Dataset excerpt:

━━━━━━━━━━

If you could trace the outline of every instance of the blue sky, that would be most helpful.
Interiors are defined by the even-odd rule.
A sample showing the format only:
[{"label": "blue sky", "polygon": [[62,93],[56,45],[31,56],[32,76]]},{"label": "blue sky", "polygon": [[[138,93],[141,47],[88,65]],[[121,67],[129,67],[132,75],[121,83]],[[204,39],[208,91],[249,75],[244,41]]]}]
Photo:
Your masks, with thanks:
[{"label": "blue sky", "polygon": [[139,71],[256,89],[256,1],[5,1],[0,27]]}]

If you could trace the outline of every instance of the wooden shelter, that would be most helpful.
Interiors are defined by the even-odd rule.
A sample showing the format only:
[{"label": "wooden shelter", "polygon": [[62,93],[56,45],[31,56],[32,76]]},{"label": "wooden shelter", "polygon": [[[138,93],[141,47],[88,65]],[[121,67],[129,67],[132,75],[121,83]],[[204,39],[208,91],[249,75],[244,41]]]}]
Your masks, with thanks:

━━━━━━━━━━

Written task: Restate the whole listing exactly, leaving out nothing.

Task response:
If you could trace the outline of every instance of the blue sky, that would be most helpful.
Interiors are defined by the even-odd rule.
A sample showing the format only:
[{"label": "blue sky", "polygon": [[62,93],[56,45],[31,56],[32,76]]},{"label": "blue sky", "polygon": [[[138,93],[141,47],[88,65]],[[121,67],[129,67],[132,75],[121,83]],[[204,39],[208,91],[249,75],[244,41]]]}]
Photo:
Your masks, with thanks:
[{"label": "blue sky", "polygon": [[139,71],[256,89],[256,1],[5,1],[0,27]]}]

If you could trace the outline of every instance of the wooden shelter, that would be most helpful.
Interiors are defined by the even-odd rule.
A sample showing the format only:
[{"label": "wooden shelter", "polygon": [[62,93],[56,45],[31,56],[32,76]]},{"label": "wooden shelter", "polygon": [[[138,93],[141,47],[88,65]],[[121,67],[129,67],[132,75],[121,83]],[[204,39],[208,91],[249,75],[244,41]]]}]
Your masks, with thanks:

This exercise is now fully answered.